» Instructions for the task: Shift every coordinate in the answers up by 94 and write the rows out again, requests included, from the start of the rows through the line with "386;247;420;258".

*** Stored rows

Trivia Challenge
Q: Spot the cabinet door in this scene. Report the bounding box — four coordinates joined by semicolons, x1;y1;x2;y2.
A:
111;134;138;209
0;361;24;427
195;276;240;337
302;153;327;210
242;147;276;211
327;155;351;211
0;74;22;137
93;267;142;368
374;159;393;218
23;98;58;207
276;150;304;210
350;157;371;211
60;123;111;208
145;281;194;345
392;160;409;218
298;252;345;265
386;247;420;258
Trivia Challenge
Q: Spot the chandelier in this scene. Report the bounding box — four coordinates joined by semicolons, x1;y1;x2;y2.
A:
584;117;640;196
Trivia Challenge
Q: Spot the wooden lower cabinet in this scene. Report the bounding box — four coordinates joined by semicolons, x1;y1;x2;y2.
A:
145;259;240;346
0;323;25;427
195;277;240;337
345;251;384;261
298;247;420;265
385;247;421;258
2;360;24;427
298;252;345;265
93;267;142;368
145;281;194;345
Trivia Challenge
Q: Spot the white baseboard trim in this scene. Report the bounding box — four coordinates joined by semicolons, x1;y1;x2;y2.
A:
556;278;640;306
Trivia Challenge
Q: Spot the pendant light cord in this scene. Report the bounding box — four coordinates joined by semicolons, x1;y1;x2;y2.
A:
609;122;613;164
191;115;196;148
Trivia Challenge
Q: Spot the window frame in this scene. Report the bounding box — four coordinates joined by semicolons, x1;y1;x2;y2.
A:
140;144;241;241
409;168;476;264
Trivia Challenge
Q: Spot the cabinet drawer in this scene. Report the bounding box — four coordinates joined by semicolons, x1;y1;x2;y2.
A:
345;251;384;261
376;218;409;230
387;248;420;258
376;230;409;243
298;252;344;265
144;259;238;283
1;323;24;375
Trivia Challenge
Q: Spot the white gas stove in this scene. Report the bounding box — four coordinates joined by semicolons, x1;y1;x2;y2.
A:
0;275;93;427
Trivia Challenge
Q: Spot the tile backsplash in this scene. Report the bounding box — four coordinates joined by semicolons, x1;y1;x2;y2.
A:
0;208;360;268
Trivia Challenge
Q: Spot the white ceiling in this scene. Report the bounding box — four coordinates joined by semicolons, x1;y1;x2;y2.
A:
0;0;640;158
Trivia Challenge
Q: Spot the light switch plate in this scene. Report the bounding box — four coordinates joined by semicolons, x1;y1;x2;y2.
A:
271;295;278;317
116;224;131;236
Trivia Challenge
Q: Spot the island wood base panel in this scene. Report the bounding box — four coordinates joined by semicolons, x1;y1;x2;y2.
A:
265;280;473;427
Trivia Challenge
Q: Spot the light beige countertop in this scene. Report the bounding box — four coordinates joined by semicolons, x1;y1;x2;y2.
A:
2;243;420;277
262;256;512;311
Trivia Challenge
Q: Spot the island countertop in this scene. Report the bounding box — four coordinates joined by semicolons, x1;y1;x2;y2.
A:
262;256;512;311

******

» The completed task:
Trivia Challenge
Q: Spot the cabinet door in this scene. Report the bounding box — four coordinates joined by semicolons, x1;y1;x2;y2.
A:
205;228;232;303
94;455;118;521
289;370;334;431
396;247;421;304
336;241;370;305
421;249;445;305
94;168;116;231
187;361;236;462
468;253;487;312
117;192;152;301
370;244;398;304
444;251;465;305
154;217;205;302
239;375;288;439
486;254;503;312
392;346;439;359
480;341;514;352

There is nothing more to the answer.